• Input records
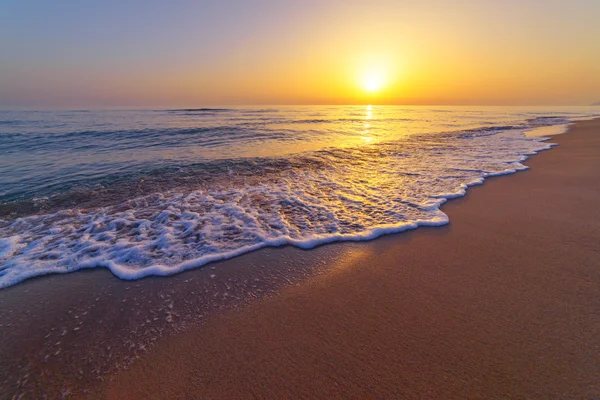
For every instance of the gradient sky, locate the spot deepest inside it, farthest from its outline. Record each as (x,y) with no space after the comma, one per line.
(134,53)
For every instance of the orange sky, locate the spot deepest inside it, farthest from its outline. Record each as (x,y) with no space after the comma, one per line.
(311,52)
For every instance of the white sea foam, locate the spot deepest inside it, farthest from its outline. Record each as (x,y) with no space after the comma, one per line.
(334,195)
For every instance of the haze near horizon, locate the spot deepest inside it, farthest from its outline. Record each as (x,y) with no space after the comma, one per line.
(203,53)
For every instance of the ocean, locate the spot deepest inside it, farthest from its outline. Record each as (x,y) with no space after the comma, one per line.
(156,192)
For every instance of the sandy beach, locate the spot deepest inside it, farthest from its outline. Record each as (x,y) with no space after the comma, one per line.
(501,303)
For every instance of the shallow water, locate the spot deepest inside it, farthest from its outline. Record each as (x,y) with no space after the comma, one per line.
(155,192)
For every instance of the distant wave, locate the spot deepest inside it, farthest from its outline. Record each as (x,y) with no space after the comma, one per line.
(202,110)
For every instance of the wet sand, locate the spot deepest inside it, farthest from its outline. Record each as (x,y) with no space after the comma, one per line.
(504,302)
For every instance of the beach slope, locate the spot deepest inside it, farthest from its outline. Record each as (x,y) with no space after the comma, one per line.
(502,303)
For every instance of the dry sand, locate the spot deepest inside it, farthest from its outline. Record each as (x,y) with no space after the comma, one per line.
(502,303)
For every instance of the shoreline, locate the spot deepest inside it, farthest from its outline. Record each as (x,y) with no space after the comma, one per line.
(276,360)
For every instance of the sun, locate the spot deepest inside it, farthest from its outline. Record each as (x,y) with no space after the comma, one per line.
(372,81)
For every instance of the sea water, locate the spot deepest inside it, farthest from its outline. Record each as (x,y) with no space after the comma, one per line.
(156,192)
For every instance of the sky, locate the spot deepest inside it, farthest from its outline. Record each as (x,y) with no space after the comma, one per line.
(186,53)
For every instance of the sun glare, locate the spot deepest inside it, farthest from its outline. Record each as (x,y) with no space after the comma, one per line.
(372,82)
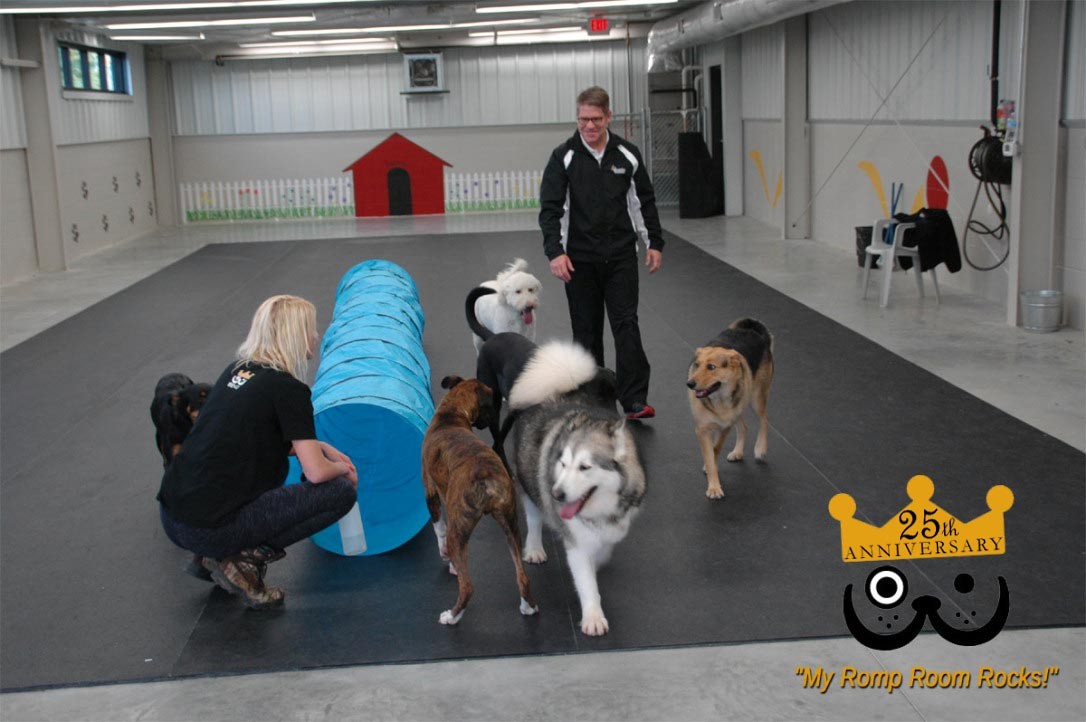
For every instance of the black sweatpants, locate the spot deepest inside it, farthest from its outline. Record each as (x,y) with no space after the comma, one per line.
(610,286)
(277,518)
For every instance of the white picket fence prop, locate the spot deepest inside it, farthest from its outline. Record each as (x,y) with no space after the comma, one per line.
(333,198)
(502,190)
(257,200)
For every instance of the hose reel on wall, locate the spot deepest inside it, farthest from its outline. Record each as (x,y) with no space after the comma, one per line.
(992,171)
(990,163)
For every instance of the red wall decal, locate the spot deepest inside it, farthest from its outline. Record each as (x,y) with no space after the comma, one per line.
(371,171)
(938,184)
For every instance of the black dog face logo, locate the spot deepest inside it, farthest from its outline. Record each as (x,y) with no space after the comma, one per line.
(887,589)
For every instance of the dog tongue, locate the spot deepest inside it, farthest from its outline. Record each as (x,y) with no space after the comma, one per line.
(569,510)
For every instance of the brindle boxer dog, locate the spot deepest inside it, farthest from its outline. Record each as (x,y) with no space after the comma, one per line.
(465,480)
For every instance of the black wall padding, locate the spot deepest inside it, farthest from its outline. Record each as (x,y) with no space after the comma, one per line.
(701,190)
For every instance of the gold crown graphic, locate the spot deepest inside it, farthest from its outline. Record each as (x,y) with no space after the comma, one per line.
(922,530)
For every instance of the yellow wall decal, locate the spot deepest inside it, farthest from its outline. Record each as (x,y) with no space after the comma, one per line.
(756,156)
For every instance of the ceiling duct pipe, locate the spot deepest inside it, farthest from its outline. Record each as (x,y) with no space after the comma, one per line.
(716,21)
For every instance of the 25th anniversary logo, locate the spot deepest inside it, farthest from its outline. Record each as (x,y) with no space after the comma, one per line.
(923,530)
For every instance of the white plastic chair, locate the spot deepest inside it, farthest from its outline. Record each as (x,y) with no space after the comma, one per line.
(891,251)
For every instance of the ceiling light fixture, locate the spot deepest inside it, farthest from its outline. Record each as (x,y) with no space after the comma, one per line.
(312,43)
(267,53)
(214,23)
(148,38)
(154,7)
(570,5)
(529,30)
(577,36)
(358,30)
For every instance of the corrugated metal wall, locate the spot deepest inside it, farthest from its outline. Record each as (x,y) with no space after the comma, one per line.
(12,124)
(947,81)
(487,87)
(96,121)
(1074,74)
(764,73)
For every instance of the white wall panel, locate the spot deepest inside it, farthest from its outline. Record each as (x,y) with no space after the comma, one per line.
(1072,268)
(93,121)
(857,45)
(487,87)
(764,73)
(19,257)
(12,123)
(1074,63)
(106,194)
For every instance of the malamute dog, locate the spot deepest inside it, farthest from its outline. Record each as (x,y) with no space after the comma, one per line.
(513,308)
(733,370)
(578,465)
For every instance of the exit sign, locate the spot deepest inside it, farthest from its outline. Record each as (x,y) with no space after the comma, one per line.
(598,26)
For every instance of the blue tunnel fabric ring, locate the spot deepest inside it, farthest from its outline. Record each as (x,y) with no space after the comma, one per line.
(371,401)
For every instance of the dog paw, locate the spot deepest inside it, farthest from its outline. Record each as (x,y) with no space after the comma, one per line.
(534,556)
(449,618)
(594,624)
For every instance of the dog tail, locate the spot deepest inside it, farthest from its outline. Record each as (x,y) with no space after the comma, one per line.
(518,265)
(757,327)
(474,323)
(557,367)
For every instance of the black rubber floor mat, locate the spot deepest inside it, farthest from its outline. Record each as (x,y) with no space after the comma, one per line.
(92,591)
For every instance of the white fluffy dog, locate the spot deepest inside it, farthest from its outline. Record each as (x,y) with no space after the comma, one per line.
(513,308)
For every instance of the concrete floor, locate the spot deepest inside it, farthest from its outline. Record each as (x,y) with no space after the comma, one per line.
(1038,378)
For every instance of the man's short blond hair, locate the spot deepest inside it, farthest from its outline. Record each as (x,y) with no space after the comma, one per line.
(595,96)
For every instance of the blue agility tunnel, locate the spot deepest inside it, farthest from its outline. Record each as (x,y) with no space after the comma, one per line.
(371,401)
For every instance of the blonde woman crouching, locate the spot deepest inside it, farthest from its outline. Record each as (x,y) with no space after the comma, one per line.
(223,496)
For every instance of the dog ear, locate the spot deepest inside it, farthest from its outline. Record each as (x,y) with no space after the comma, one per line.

• Your objective
Reproduce all of the data exactly, omitting each picture it holds.

• Response
For every instance of the gradient sky, locate the spot deepest inside it, farthest from its outline. Record each as (x,y) with no space after the comma, one per line.
(134,53)
For every instance of the orange sky, locate the spot deepest inside it, farthest from its outline. Record each as (x,y) with no space after the comma, one per line.
(311,52)
For every instance of the white sea foam, locate the spot deepest inside it, farthest from its outline. Record each as (x,y) with no space after the comma, one per line.
(334,195)
For every instance of the haze near horizon, locate the spot deepest inside it, farthest from its outline. Record each as (x,y) with no space after the comma, one per line.
(203,53)
For every instance of the ocean, locate the spot deepest inside it, farthest from its outline. Record each as (x,y) with no space after the comma, one per line.
(156,192)
For every instance of the sandy beach, locate the spot deepest inside it, farthest from its outline. Record each as (x,y) with no space after the comma, one per line.
(501,303)
For every instance of the shallow water, locate the spot deepest inside it, farthest from its outline. Record each as (x,y) with no space after the comma, one per line.
(155,192)
For every instance of the distant wave, locate the spot deepest inside it, farthest from its outline. Record each as (x,y) with no space after the comma, one per line.
(202,110)
For every instance of the wet sand, locate the spot deepest inside it, farthest from its outline. Record each as (x,y) with no space after the comma, one per line.
(504,302)
For every instance of the beach slope, locate the spot deepest inside it, farthest from its outline. Record each as (x,y) with no space after the comma, one per line.
(502,303)
For every instance of the dry sand, locate the spot deepest inside it, farthest from its outline. Record each as (x,y) with no space after the comma, one per line.
(502,303)
For every instance of the shoreline, locate the spot deepest inside it, farthest from its outline. Record each as (x,y) with no space after the comma, one per line.
(276,360)
For every instance of the sun, locate the spot deepest inside it, farthest from its outline. Record each as (x,y) with no space after the comma, one per line.
(372,81)
For every instance of the sea water, locate the spot deepest inside it, farthest from its outline. Record each as (x,y) with no space after the comma, one per line.
(156,192)
For every instance of the sky, locate the spot deepest inside it, farthest from its outline. Record each as (x,y) with no space after the comma, one per line.
(186,53)
For every instance of the sun glare, locate the spot deepest inside it, farthest from its outline. Record each as (x,y) with no space after the comma, one per line.
(372,82)
For every instance of the black sweatpants, locate the spot deepest inside it, farthest from its outline. Record each as (x,y) with no space after the comma, one per line.
(610,286)
(277,518)
For every instance of the white picket fence prop, locate the spot deepest inside it, farthest from its outline. Record each as (x,y) with no space after the comma, one per line.
(333,198)
(502,190)
(257,200)
For every instance of the hose reel on wall, locate the spot deepest inside it, farthest from its outline. Record each as (x,y) with no space after the comma, one per line.
(992,171)
(990,163)
For every instance of the red wall decal, locate the spot deepest inside it, farthest from its outline. Record each as (x,y) with no space after the comma, one per line.
(371,171)
(938,184)
For every instance of the black dog face logo, locate the spot deepest inside it, farthest from its outline. Record each as (x,y) with no space after the comma, one per line.
(887,589)
For every instance of the dog tongue, locate the spot deepest inside it, farthest from its outline. Record each as (x,y) with no space after the comma, one per line.
(569,510)
For every instance of the brindle boxer dog, locate the spot deepest inside it, farthest from its outline. Record each as (x,y) with no space after the comma, one per line.
(465,480)
For every instance of the black wall padding, locate the spot deepest inside it, farthest from its outline. Record each as (x,y) with no space after the comma, one per line.
(701,190)
For every instance of the gold crown graphic, locate the spot deepest inside it, farthest from its outline. Record each as (x,y) with no space after the comma, one per line.
(922,530)
For every instance of the yellow wall decal, locate the spot deepest inside it, farthest from its outline. Record each as (x,y) with no space after the comma, one per line.
(756,156)
For every instance of the ceiling duct pipe, locate the spot deepest inside it, farthest from its outline. Record each as (x,y) with no space after the comma, one per line.
(716,21)
For every instance of the 25th anniversary logo, locate the spot deepest inside it, farthest from its outline. Record each as (x,y) with no space after the comma, one per line.
(923,530)
For every instance of the white plastic chair, locate the spot deepest inside it, farthest from its outline. Record each as (x,y) with no space after the comma, one per line.
(891,251)
For every instance of the ceiling light fixture, locate the spot deepest inside it, farthest from its outline. Record each as (x,y) with no space after the comma, one per line.
(312,43)
(267,53)
(214,23)
(148,38)
(154,7)
(570,5)
(529,30)
(577,36)
(358,30)
For every instance of the corrugated metal wall, locate the spot deepest inside it, farthest from its outline. Record each as (x,y) with no space after the comma, one per line.
(12,124)
(947,81)
(487,87)
(96,121)
(1074,74)
(764,73)
For every instance of the white wall panel, locate the spot deepest inside it, farthest from its outline. Record each as (x,y) with no space after the comma, one per line.
(1072,268)
(93,121)
(857,45)
(487,87)
(764,73)
(19,257)
(12,123)
(1074,63)
(106,194)
For every instance of the malamute dog, locate the spot deepest inside it, farthest from its outline. Record each as (x,y) with no space after the comma, one per line.
(513,308)
(733,370)
(578,465)
For every instance of the exit sign, locate the spot deepest inside it, farthest from its outline. Record each as (x,y) with no space after the comma, one per line.
(598,26)
For every instance of the blue tunnel fabric ring, locate the spot deepest inside it, farthest from its outline. Record each as (x,y) with no space after the comma, one per line.
(371,401)
For every instance of the dog paw, locate the spot deepest inside it, farthest from its outline. Record each as (x,y) with no space after the comma, one per line.
(534,556)
(449,618)
(594,624)
For every instance of the dog tail, locate the spot deepest inside it, farthest from its outline. Record each as (x,y) with no space after the comma, one per line.
(518,265)
(757,327)
(474,323)
(557,367)
For every instance of the black rubber floor mat, locate the spot deepest inside it, farthest from its outline. Record each as (x,y) with no space after the comma, one per line.
(92,591)
For every instance of the white fluffy dog, locate the spot deepest inside it, farthest from its outline. Record each as (x,y) with no space after the comma, one per line.
(513,308)
For every instance of the concrete floor, locate the spot deepest inside it, farthest from its outline. Record each as (x,y) with no space after the comma, one per line.
(1038,378)
For every instance of the man's short blond hair, locate the spot deepest inside it, farthest from its outline. Record each as (x,y) with no space after the comma, one per line.
(595,96)
For every instance of the blue agility tunnel, locate the spot deepest inside it, farthest from its outline. Record each as (x,y) with no space after the comma, one per line.
(371,401)
For every instance of the blonde woman crouching, locate the spot deepest inside it, farthest from its outline. Record each as (x,y) with no space after the comma, one per line.
(223,496)
For every instance of the dog ear, locate the spot deepest inside it, farthest from its outline. Record each as (x,y) with no space after the comma, one per line.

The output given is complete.